### RECORD LIST
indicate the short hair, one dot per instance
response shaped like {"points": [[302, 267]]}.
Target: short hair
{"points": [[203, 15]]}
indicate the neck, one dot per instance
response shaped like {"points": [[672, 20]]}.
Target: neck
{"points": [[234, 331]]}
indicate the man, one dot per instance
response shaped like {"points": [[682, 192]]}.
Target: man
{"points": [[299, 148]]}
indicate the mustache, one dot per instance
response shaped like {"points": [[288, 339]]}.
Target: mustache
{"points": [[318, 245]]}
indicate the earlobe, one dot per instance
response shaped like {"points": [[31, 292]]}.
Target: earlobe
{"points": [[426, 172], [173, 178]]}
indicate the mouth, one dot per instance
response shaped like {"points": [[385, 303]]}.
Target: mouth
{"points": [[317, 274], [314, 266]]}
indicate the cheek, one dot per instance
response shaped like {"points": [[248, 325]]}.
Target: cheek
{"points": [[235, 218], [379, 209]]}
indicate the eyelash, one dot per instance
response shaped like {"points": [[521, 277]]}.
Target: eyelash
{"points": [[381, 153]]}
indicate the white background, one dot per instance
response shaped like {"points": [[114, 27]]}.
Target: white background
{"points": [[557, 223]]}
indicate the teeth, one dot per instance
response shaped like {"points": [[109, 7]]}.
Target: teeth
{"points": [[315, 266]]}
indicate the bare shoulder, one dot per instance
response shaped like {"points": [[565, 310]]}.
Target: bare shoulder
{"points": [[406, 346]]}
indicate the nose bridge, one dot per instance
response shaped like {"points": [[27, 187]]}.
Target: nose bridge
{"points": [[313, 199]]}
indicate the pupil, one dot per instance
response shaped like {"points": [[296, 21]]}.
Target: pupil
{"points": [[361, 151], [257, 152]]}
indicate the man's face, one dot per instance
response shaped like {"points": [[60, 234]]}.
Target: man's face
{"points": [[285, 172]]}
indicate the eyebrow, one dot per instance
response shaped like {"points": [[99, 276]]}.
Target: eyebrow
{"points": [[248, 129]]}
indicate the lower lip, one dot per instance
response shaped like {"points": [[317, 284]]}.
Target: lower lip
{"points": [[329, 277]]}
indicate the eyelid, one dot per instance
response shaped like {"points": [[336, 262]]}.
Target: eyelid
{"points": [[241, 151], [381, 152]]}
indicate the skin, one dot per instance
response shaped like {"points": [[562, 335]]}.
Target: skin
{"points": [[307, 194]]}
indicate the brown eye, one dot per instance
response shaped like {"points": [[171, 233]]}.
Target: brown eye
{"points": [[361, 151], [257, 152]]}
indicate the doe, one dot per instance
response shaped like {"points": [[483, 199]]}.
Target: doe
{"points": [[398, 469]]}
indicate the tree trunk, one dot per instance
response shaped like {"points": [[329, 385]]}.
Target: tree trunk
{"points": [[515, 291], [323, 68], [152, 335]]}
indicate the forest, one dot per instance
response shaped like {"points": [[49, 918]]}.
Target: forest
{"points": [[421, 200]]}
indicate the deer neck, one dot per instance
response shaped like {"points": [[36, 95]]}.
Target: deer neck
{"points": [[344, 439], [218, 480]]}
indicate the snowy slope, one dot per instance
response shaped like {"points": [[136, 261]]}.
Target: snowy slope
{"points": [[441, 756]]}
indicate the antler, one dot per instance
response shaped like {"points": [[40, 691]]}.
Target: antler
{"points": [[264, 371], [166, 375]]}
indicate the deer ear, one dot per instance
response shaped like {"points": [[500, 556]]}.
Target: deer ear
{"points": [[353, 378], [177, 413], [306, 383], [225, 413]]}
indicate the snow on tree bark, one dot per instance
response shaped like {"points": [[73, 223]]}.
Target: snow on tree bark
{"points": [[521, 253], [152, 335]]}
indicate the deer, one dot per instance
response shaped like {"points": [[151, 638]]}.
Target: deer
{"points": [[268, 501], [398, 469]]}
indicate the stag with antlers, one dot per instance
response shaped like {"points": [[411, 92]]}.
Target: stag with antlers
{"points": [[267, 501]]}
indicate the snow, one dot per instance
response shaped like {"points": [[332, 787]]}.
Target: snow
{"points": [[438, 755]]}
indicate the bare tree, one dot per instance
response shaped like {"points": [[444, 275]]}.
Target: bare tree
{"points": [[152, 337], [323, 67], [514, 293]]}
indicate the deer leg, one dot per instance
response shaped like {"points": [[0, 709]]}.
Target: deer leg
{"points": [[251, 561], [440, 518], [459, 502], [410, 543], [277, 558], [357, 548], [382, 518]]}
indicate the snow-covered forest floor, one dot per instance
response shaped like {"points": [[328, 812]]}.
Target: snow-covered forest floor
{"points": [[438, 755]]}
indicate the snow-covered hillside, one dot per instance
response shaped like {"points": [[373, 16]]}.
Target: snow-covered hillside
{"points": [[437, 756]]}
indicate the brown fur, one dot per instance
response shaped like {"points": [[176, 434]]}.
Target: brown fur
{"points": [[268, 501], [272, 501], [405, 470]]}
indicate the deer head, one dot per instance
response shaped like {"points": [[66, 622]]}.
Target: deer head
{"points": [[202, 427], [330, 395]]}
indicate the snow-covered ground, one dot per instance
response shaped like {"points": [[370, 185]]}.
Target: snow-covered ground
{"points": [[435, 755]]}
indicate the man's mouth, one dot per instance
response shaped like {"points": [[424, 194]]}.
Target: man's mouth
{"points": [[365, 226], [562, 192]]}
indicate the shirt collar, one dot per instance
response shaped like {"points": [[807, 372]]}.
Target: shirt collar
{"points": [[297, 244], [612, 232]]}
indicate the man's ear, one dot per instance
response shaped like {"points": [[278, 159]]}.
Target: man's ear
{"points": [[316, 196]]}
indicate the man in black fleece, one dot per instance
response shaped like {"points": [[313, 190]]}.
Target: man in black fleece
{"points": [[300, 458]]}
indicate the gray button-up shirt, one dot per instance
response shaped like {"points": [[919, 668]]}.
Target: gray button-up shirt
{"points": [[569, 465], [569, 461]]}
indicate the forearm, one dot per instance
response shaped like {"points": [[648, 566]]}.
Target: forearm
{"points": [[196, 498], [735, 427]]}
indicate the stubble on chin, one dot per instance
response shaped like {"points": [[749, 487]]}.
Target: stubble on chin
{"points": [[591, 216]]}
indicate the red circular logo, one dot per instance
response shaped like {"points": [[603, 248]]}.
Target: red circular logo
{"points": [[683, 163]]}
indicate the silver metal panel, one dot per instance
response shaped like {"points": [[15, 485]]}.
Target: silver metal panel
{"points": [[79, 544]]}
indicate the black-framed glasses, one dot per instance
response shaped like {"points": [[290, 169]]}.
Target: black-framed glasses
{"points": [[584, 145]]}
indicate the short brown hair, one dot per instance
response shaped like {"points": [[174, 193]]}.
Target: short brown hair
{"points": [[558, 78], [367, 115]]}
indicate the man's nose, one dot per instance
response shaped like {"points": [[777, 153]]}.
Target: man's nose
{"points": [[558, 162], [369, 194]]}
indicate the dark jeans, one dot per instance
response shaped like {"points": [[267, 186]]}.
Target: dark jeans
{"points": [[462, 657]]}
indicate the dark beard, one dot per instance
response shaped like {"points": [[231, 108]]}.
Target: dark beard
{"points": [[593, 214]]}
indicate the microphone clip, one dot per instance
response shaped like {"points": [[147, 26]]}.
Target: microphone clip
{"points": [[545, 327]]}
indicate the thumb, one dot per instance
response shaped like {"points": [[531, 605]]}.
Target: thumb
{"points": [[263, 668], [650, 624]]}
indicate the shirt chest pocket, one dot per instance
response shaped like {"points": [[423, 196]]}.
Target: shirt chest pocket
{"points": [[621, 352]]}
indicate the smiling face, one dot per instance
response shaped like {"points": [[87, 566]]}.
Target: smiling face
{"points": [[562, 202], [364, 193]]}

### DO THIS
Could you write out the stretch from the line containing "indicate the shirt chest" through the end of the entries again, requests included, with every point coordinate in the answers multiplied by 1.35 and rounded to a whole number (halves round up)? Leave the numbers in the requests and their format samples as they are.

### WRITTEN REPLY
indicate the shirt chest pocket, one dot per instance
response shaped like {"points": [[423, 196]]}.
Target: shirt chest pocket
{"points": [[838, 475]]}
indicate the smiling face, one dot per instance
response shaped like {"points": [[87, 566]]}.
Target: smiling face
{"points": [[759, 273], [491, 261]]}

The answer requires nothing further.